Point annotation records:
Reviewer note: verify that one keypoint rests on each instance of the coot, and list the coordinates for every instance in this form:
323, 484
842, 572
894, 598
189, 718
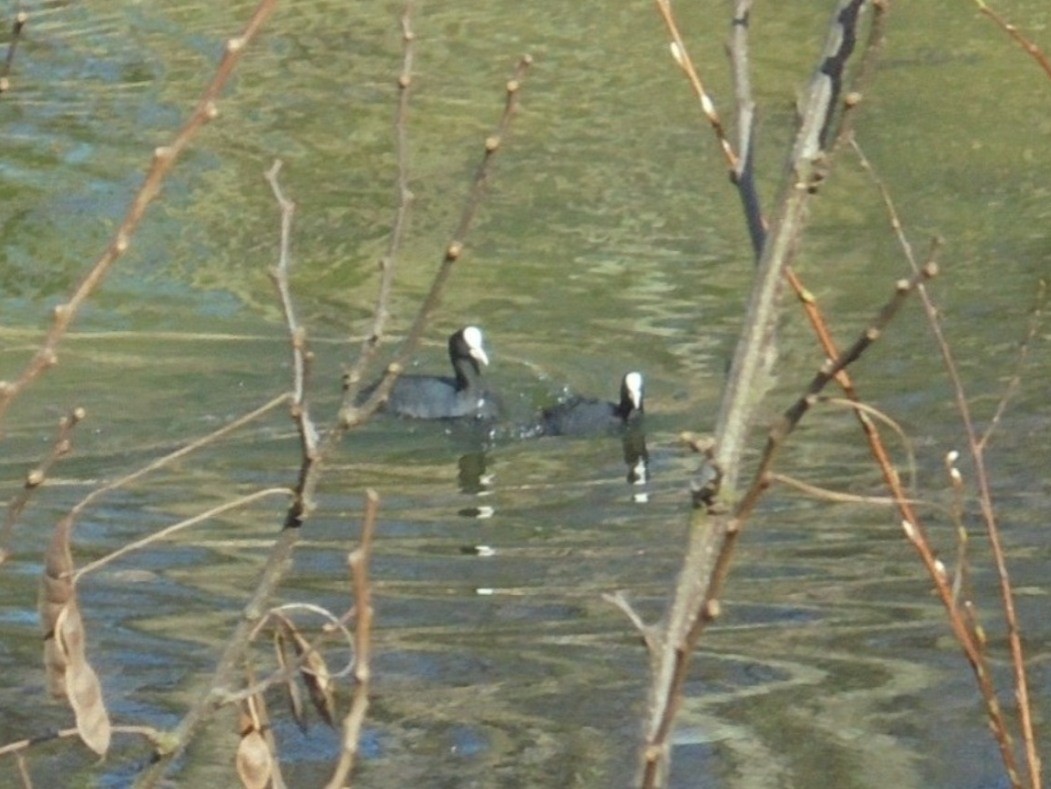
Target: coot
583, 416
444, 397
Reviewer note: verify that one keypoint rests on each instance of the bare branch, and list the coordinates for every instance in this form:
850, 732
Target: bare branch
358, 561
164, 159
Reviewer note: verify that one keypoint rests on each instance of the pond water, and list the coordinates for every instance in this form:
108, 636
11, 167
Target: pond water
609, 241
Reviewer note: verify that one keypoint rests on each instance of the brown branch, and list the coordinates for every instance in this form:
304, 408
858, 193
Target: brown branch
963, 623
352, 414
358, 561
303, 503
686, 64
714, 488
405, 200
164, 159
1032, 49
36, 477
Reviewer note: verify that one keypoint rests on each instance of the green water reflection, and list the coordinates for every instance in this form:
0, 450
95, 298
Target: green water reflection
609, 241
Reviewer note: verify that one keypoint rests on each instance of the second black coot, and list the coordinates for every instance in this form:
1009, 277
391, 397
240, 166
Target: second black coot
584, 416
445, 397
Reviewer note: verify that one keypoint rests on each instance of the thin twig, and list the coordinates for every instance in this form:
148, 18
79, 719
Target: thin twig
686, 64
405, 199
352, 414
352, 723
38, 476
1032, 49
1015, 380
970, 639
16, 35
309, 440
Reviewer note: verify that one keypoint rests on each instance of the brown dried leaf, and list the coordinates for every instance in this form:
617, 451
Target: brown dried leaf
82, 687
316, 677
286, 661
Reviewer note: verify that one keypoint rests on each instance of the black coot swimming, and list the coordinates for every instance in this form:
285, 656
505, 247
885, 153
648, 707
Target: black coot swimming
584, 416
444, 397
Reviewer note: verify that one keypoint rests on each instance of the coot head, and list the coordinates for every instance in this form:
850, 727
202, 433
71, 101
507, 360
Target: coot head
586, 416
444, 397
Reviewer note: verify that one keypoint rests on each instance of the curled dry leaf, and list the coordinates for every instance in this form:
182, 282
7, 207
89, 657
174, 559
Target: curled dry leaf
69, 676
56, 593
254, 761
82, 687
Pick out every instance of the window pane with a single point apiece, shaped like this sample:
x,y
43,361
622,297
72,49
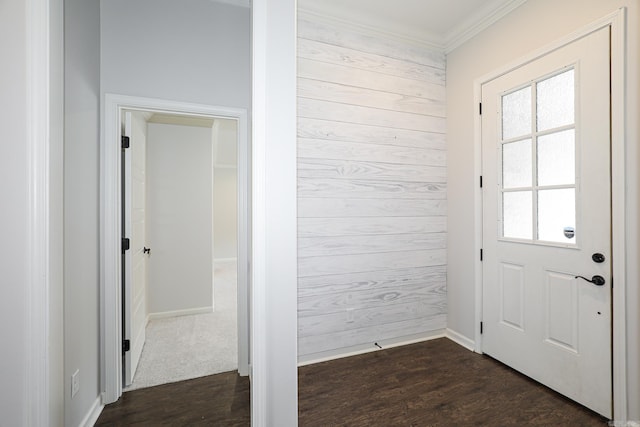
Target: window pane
x,y
517,215
555,99
516,113
516,164
556,211
557,158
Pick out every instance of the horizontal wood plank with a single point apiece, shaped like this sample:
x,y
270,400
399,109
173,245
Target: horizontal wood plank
x,y
353,132
332,341
344,169
344,264
369,189
330,53
377,280
367,317
364,152
315,207
326,110
317,89
349,245
312,30
316,70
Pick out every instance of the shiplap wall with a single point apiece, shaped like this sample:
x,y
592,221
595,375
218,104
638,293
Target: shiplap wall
x,y
371,189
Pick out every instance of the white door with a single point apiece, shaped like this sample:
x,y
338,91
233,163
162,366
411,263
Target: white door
x,y
135,267
546,220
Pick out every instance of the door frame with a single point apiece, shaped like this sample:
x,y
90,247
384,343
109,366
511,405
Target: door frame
x,y
616,21
110,229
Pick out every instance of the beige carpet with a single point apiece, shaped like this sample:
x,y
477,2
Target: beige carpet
x,y
186,347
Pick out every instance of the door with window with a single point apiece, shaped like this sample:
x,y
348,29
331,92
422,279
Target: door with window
x,y
547,220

**Required work:** Write the listing out again, switching "Target" to "Label" everywhere and keeping everything else the same. Leave the pictures out.

**Response for this exercise:**
Reviewer note: verify that one keypoint rests on each instance of the coot, and list the coordinates for every instance in this form:
323, 484
842, 572
894, 598
189, 718
Label: coot
583, 416
444, 397
Reviewer note: verify that one keypoint rests on each instance of the bare branch, and list the coordinates for every instance in this form:
850, 732
Label: bare branch
358, 561
164, 159
Reviewer note: verify that one keypoint rests on each instance of the pond water, and list the coordinates for every instance in this form:
108, 636
11, 167
Label: pond water
609, 241
Reviewer note: verify that one keypoint rests on each instance of the brown branch, and list the coordinates for every instance in this form:
304, 408
858, 193
Label: brown branch
963, 623
352, 414
358, 561
303, 503
686, 64
714, 488
405, 200
164, 159
1032, 49
36, 477
Reviewer note: verify that one keypoint rests on each instance of the green water reflection, and list the coordinates for every instance in this form:
0, 450
95, 298
Label: green water reflection
609, 241
Reviewer note: verify that one keypoint rests on each instance of the second black coot, and list the coordinates for every instance in this form:
1009, 277
391, 397
240, 166
Label: second black coot
584, 416
445, 397
Reviewer note: verify that one keypoint rests on each instance of the thin twig, and list the coordinates for every instance in this form:
148, 18
79, 719
Label: thin twig
686, 64
405, 199
352, 414
352, 723
38, 476
1032, 49
1015, 380
970, 639
16, 35
309, 440
Reviewer note: verify that one keypoint rests on each instance of the brown dried leaf, and list the coordinates for every instance in this form:
617, 451
Label: brown dried leaf
82, 687
316, 677
286, 661
Reviewer note: verify that one keypoint rests on each instance of the black coot swimming, and list the coordinates for every instance in this form:
285, 656
505, 247
885, 153
648, 707
Label: black coot swimming
584, 416
444, 397
Reviewer note: verify that one keypoint rests on each instance of the coot head, and list the coordinates for every instance in this form:
850, 727
202, 433
71, 101
507, 360
Label: coot head
586, 416
444, 397
Reviewer note: verify that one keypoint rests on each instance of the curled dry leaf, and list the coordinates for every instance in this form:
182, 282
7, 207
89, 657
174, 559
Label: curled dry leaf
69, 676
56, 593
254, 761
82, 687
Pick out every instance of the window pane with a single point apiece, shaped like this sample:
x,y
43,361
622,297
72,49
Label: window pane
x,y
517,215
555,99
516,113
516,164
556,211
557,158
Pick out every instance of the horizontal wood plank with a single point apiece, shaped like this sample:
x,y
270,400
399,109
173,245
Label: horizontal wood plank
x,y
353,132
332,341
344,169
344,264
369,189
330,53
377,280
367,317
364,152
315,207
326,110
317,89
349,245
312,30
316,70
Pick out every instance of the shiplap wall with a single point apiece, shaped like this sample:
x,y
592,221
595,375
218,104
638,293
Label: shiplap wall
x,y
371,189
Pick out every instance of the white door with a single point apiece, shaped like this sample:
x,y
338,91
233,163
162,366
411,263
Label: white door
x,y
135,267
546,220
Pick out every instance of the door frame with a single point apiece, shaped like this sample:
x,y
90,247
384,343
109,366
511,405
Label: door frame
x,y
616,21
110,229
Pick out every instance of the beige carpet with a single point apiece, shaped like this sample:
x,y
477,2
Label: beige carpet
x,y
186,347
Pick out every instance of the door with window with a single point apiece, shaped like this sample:
x,y
348,29
331,92
422,279
Label: door with window
x,y
547,220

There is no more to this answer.